Transcribe the listing word for word.

Point annotation dataset records
>> START

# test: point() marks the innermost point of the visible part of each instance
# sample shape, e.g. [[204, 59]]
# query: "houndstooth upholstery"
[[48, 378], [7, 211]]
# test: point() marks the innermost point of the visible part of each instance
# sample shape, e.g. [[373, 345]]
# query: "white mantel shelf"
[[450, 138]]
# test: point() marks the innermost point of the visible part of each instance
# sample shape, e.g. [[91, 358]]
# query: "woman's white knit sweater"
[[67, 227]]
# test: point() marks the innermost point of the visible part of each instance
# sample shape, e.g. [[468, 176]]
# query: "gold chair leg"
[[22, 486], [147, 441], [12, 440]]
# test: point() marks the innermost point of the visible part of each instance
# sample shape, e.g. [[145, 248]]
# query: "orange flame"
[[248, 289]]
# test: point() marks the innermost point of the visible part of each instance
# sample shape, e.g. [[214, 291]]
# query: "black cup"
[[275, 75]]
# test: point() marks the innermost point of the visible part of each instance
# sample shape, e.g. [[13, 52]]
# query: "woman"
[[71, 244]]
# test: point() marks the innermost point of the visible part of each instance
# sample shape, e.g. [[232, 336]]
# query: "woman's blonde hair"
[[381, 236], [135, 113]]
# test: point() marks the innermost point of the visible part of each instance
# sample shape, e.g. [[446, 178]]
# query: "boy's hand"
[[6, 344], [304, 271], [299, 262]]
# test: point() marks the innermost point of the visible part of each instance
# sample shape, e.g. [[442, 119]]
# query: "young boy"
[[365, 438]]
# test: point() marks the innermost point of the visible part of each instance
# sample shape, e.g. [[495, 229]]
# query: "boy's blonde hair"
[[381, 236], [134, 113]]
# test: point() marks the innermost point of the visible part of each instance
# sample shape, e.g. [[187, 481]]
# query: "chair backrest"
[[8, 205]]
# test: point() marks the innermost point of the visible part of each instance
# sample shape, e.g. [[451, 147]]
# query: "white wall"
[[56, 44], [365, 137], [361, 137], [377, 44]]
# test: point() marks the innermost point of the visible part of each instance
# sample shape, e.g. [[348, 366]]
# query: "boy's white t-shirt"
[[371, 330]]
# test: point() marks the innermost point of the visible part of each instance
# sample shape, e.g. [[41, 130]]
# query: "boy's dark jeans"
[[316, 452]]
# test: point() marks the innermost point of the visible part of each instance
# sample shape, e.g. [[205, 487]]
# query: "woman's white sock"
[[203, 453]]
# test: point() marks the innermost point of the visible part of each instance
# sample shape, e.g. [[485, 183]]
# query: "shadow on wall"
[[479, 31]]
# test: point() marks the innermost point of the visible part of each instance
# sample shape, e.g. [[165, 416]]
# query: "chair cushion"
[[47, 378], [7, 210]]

>> END

- _Solution_
# test: point() marks the innermost point of the visible part of each instance
# sample shape, e.g. [[204, 59]]
# query: "houndstooth upholstery"
[[48, 378], [7, 211]]
# test: point() marks the innermost point of the visible part of each instance
# sample shape, e.g. [[373, 345]]
# query: "white mantel shelf"
[[450, 138]]
# test: point() marks the innermost point of the visible part of each instance
# sample shape, e.g. [[91, 358]]
# query: "woman's white knit sweater"
[[67, 227]]
# test: point() marks the innermost point of the visible part of each instance
# sample shape, e.g. [[468, 176]]
# query: "gold chair leg"
[[22, 486], [147, 441], [12, 440]]
# test: point() marks the innermost point of the visible part of each instance
# sample shape, e.g. [[145, 248]]
# query: "orange flame"
[[248, 289]]
# test: point() marks the innermost point of the visible part of each instance
# sample shape, e.g. [[214, 291]]
# query: "black cup"
[[275, 75]]
# test: point() marks the innermost point of the visible part of each instance
# sample shape, e.g. [[13, 52]]
# query: "woman"
[[71, 244]]
# test: point() marks the innermost point of the visible part of each instance
# sample shape, e.g. [[232, 336]]
# query: "woman's blonde hair"
[[381, 236], [135, 113]]
# test: point() marks the innermost point of the visible part of each instance
# sample shape, e.g. [[446, 178]]
# query: "boy's hand"
[[6, 344], [304, 271], [299, 262]]
# test: point() marks the innermost point of the visible part of each instance
# sample shape, e.g. [[442, 119]]
# query: "young boy"
[[365, 438]]
# test: point() marks the innermost point of the visible part of each instance
# sample shape, e.g. [[495, 229]]
# query: "boy's blonde hair"
[[381, 236], [134, 113]]
# test: point() marks the innermost point of the visible part of each instance
# sample shape, e.g. [[187, 481]]
# query: "chair backrest"
[[8, 205]]
# test: point() marks the innermost point of the visible part of each instance
# sample shape, e.g. [[451, 147]]
# query: "white wall"
[[56, 44], [365, 137], [361, 137], [377, 44]]
# test: point() marks the innermost point of the visible part of each instance
# sample shape, e.g. [[348, 366]]
# query: "boy's white t-shirt"
[[371, 330]]
# test: point() marks the innermost point of the visible part of each instance
# sample shape, e.g. [[41, 130]]
# query: "boy's dark jeans"
[[316, 452]]
# test: point() marks the innermost point of the visible part of each instance
# sample shape, e.g. [[205, 487]]
# query: "woman's white sock"
[[203, 453]]
# test: point() marks the innermost point of the visible part of each instance
# sample shape, e.g. [[485, 183]]
# query: "shadow on wall"
[[479, 31]]
# test: point() marks the innermost point of the visible part of each instance
# sample shape, e.g. [[165, 416]]
# query: "chair cushion"
[[47, 378], [7, 210]]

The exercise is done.